Exercise aim
Copy all of the material below word for word, but leave the picture out.
----------------
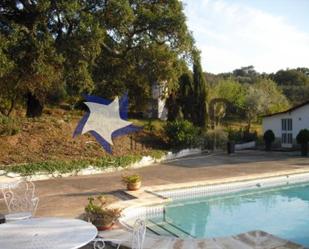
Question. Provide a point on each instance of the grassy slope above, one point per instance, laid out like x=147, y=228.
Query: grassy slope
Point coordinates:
x=49, y=138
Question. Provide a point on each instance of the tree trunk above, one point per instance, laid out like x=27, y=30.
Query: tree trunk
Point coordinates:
x=268, y=146
x=304, y=149
x=34, y=106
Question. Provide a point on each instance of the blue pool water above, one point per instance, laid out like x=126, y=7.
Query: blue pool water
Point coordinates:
x=282, y=211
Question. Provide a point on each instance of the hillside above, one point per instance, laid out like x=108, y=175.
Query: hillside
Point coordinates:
x=49, y=138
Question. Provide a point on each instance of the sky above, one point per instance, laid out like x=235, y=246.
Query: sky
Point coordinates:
x=268, y=34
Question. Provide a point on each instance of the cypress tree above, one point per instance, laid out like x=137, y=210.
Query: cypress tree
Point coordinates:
x=199, y=114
----------------
Solution below
Question. Provide a point on each instance of the grassy slope above, one point per instance, laid out like x=147, y=228.
Query: grassy slope
Point coordinates:
x=49, y=138
Question. Provide a point on each instance of the tree trunk above, one point per instance, laid out like x=27, y=30.
Query: tree trunk
Point coordinates:
x=268, y=146
x=304, y=149
x=34, y=106
Question. Provide a point on each instance of the blue pool water above, one point per instance, laid out like x=126, y=7.
Query: blue pool water
Point coordinates:
x=282, y=211
Question. Provide a point on each instance of the hillside above, one point per instance, laid out like x=108, y=175.
Query: hillside
Point coordinates:
x=49, y=138
Question. Provide a point on each instance of the sky above, one point per instance, laid out like x=235, y=246.
Query: sky
Point coordinates:
x=268, y=34
Question. Provide a point on each instance of the cypress tree above, one point per instance, laid out like x=137, y=210.
Query: cypress tree
Point coordinates:
x=199, y=114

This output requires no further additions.